→ **Stored entries**
------------

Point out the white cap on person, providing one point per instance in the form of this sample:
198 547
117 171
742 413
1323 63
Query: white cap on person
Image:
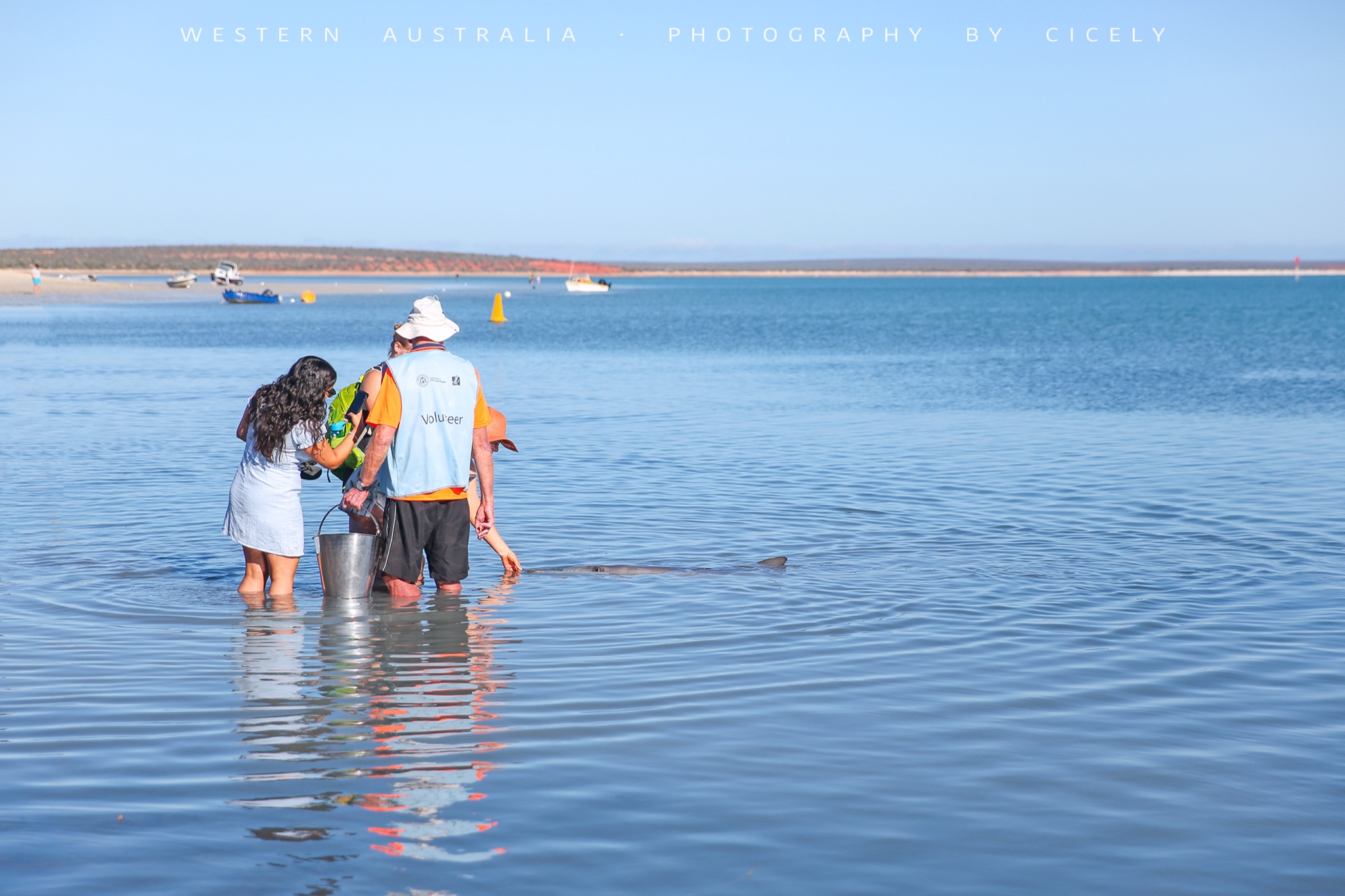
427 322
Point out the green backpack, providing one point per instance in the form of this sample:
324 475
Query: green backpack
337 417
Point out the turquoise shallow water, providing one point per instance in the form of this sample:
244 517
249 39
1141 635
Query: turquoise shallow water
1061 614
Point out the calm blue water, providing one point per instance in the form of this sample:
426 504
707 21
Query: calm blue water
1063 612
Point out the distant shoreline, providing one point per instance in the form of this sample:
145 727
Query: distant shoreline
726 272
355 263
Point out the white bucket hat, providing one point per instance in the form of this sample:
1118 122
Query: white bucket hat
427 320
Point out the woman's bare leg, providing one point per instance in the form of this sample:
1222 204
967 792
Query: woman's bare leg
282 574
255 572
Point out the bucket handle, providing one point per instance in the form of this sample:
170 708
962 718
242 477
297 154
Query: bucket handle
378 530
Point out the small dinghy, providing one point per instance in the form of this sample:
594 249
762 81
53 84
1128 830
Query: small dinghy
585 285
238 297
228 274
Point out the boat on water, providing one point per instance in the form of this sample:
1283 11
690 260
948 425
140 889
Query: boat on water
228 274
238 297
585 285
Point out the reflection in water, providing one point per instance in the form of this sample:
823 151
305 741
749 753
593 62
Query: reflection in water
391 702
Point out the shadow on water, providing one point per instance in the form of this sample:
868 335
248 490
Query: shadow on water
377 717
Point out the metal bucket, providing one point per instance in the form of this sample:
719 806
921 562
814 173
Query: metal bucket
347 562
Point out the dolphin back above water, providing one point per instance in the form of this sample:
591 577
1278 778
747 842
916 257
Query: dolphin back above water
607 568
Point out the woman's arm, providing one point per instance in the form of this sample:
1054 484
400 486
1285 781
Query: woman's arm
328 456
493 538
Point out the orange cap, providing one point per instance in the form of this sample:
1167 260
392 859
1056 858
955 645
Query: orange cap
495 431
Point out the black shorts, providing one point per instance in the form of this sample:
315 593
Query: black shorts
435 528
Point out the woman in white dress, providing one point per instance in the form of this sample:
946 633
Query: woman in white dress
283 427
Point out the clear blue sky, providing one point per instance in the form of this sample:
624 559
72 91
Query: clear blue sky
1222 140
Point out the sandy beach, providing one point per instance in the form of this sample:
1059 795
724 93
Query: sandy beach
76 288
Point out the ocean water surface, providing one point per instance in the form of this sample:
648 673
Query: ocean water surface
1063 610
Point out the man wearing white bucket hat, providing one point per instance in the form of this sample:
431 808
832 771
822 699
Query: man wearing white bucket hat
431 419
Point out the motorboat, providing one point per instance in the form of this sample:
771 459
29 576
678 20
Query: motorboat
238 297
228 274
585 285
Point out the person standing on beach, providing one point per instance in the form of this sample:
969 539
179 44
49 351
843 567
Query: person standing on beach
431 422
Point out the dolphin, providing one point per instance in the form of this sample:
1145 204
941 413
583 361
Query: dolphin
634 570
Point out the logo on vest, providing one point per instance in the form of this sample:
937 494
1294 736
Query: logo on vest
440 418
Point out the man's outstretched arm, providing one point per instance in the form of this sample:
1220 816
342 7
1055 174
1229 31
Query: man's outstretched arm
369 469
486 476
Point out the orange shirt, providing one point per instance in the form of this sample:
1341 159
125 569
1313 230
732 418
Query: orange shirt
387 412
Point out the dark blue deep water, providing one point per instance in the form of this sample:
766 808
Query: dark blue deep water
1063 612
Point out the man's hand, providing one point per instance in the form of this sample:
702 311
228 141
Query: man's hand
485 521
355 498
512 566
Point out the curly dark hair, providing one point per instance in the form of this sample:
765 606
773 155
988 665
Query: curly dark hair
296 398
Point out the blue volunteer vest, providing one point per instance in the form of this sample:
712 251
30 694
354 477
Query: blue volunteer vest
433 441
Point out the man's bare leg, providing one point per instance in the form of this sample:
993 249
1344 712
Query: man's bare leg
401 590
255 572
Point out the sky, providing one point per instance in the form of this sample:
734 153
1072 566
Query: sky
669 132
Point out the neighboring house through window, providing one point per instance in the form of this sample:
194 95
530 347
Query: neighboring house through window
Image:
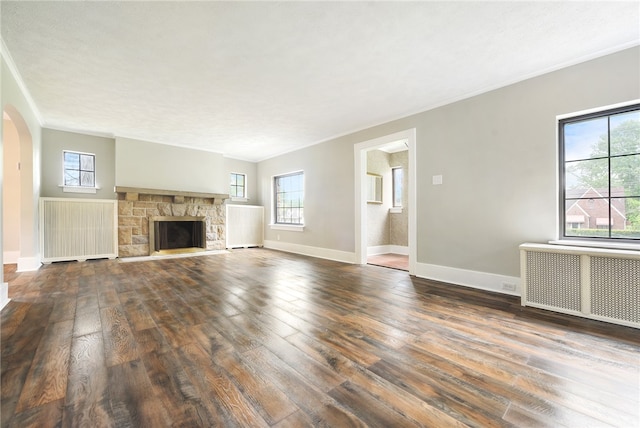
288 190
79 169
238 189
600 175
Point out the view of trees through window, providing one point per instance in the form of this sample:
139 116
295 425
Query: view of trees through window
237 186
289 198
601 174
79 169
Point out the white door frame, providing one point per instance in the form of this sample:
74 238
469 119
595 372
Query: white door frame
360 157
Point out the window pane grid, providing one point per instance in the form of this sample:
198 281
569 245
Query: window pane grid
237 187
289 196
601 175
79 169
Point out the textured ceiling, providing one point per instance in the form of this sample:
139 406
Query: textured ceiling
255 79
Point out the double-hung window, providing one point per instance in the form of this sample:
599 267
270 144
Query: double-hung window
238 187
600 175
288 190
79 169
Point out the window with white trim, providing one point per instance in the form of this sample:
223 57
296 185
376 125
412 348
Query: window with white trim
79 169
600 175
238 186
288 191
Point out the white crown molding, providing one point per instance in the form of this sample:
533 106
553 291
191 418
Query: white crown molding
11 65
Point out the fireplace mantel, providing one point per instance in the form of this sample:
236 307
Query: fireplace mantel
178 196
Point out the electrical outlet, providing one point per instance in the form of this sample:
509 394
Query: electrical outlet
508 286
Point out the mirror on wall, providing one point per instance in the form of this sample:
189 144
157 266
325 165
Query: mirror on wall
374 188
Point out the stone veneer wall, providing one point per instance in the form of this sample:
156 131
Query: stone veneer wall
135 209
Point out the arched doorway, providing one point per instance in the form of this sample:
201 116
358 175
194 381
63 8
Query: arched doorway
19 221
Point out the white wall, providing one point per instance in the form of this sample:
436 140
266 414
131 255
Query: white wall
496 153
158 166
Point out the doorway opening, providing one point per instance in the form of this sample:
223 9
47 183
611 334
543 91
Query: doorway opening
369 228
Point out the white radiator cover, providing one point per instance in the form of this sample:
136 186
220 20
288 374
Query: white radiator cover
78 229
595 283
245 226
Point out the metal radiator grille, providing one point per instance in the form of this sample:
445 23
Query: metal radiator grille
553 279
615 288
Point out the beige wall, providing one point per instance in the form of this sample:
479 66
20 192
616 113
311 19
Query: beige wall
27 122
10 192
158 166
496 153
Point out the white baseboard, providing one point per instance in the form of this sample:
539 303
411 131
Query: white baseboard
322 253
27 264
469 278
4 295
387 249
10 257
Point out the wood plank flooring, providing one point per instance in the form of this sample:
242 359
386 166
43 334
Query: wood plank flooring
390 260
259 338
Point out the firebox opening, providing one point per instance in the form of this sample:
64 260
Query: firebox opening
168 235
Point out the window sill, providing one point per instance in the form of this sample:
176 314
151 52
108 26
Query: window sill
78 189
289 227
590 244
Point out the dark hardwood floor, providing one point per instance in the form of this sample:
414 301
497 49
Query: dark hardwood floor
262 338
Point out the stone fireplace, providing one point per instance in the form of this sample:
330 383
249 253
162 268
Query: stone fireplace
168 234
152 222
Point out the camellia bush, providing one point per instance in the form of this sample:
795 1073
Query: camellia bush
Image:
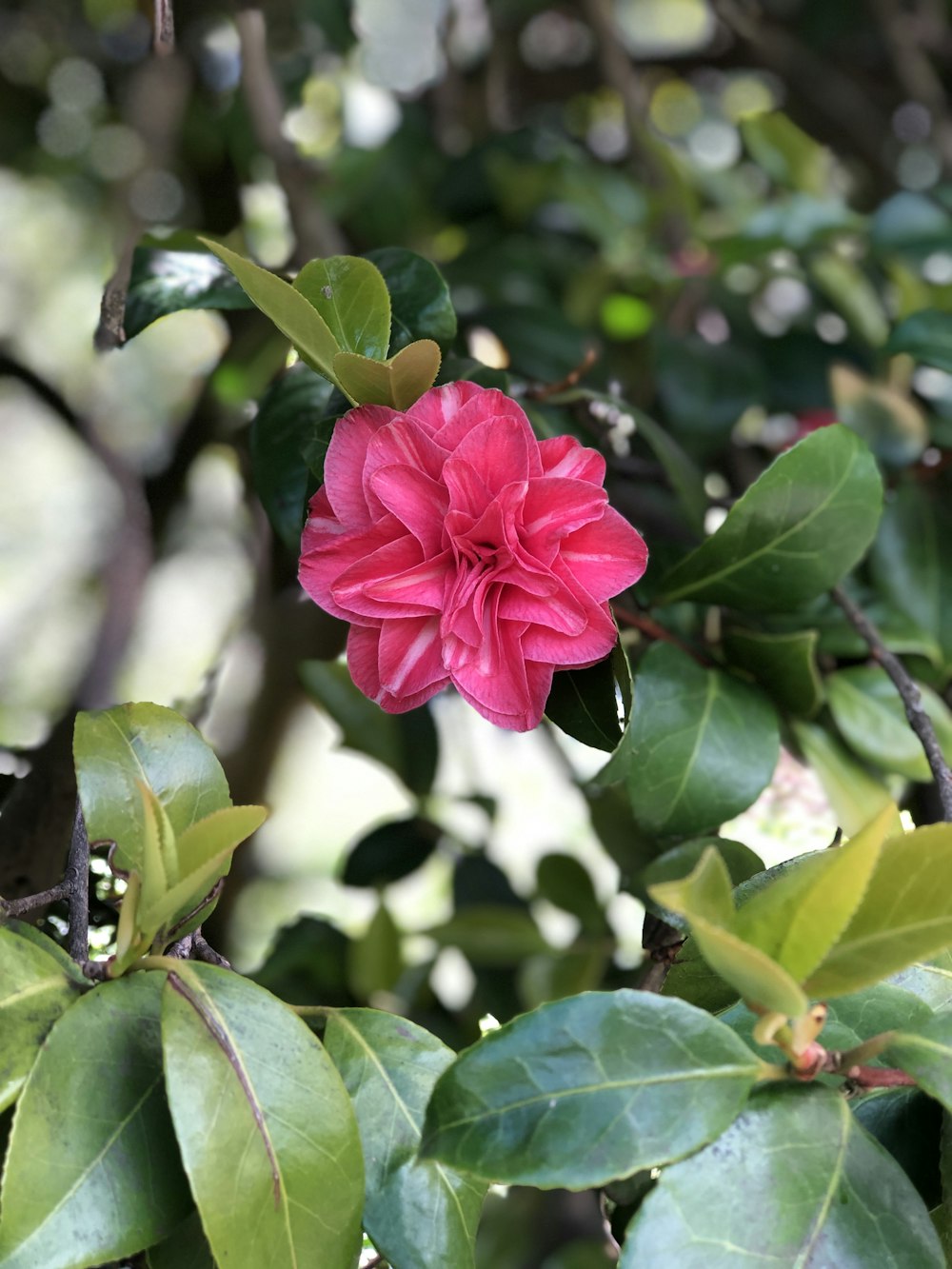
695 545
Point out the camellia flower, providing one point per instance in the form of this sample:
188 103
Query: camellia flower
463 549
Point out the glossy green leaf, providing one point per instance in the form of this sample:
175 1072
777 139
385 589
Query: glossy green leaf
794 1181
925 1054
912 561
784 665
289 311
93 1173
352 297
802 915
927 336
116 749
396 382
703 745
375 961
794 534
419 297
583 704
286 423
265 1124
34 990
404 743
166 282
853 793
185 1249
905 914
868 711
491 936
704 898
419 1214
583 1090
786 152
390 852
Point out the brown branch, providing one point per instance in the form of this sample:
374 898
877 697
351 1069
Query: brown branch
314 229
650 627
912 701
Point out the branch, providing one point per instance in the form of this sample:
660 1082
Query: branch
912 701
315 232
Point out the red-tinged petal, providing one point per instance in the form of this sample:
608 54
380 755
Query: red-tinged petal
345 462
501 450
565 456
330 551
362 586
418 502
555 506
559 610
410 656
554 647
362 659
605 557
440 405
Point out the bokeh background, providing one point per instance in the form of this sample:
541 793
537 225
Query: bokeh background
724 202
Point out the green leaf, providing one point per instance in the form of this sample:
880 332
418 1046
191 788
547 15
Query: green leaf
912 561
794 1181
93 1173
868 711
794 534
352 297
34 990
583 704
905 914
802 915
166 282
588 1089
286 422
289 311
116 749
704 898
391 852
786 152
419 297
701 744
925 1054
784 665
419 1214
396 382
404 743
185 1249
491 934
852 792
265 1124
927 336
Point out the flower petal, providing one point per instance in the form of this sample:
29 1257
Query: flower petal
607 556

------------

→ **WHAT THE TASK ASKS**
Repeat the lines from the one containing "Point out the bokeh" through the end of the listing, exactly and without any other lines; both ends are included.

→ **THE OUTPUT**
Point out the bokeh background, providing one point per instance in the form of this sample:
541 793
537 225
Query: bokeh background
724 202
Point out the green leaf, providing one point per instance in the form of this sample:
880 332
418 1046
191 788
547 15
Query: green leaf
912 561
794 1181
93 1173
868 711
794 534
352 297
34 990
583 704
905 914
802 915
166 282
588 1089
286 422
289 311
116 749
704 898
391 852
786 152
419 297
701 744
925 1054
784 665
419 1214
396 382
404 743
185 1249
491 934
852 792
265 1124
927 336
Point out the flower petal, providing one point per instance in the form of this sample:
29 1257
Query: flower petal
607 556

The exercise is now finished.